What is required ::
Reproduce only the lines from the line containing "Can you find the overgrown" to the end of the entries below, including both of those lines.

═══ Given data

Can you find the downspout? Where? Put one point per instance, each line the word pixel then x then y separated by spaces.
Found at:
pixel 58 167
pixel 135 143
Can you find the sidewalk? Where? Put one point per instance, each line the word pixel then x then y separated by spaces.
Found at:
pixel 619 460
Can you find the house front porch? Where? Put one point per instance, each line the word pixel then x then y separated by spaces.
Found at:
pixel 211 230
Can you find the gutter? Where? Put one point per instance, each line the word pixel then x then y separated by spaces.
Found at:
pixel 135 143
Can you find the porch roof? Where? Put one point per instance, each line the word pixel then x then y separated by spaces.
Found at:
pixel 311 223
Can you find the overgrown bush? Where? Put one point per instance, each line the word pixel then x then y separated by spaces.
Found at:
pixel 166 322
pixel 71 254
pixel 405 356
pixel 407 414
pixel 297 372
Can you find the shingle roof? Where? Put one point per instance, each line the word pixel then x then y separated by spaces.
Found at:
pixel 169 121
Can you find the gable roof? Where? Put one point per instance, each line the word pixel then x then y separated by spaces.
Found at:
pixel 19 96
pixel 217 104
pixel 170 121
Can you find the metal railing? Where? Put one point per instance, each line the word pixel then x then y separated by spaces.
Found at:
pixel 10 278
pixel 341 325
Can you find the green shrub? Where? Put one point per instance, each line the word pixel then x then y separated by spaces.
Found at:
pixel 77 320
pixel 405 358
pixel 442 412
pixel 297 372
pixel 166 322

══════

Written response ::
Can you find the overgrown bush? Where? Put one point per instance, each line the word pixel then x then y separated by spaces.
Found at:
pixel 166 322
pixel 71 254
pixel 405 356
pixel 407 414
pixel 297 372
Can you find the shingle roof? Where? Put one point per instance, each line the word pixel then x then y separated by spaces.
Found at:
pixel 169 121
Can you find the gable roof? Where? Put one point per instance, each line the word pixel then x then y separated by spaces.
Found at:
pixel 19 96
pixel 217 104
pixel 170 121
Can you find the metal railing? Where? Put one point per instance, each line the word pixel then x then y separated by spaces.
Found at:
pixel 10 278
pixel 341 325
Can you find the green shrub? Where? Put one point per instance, each line the word pixel then x then y separated by spaces.
Found at:
pixel 77 320
pixel 405 358
pixel 442 412
pixel 297 372
pixel 166 322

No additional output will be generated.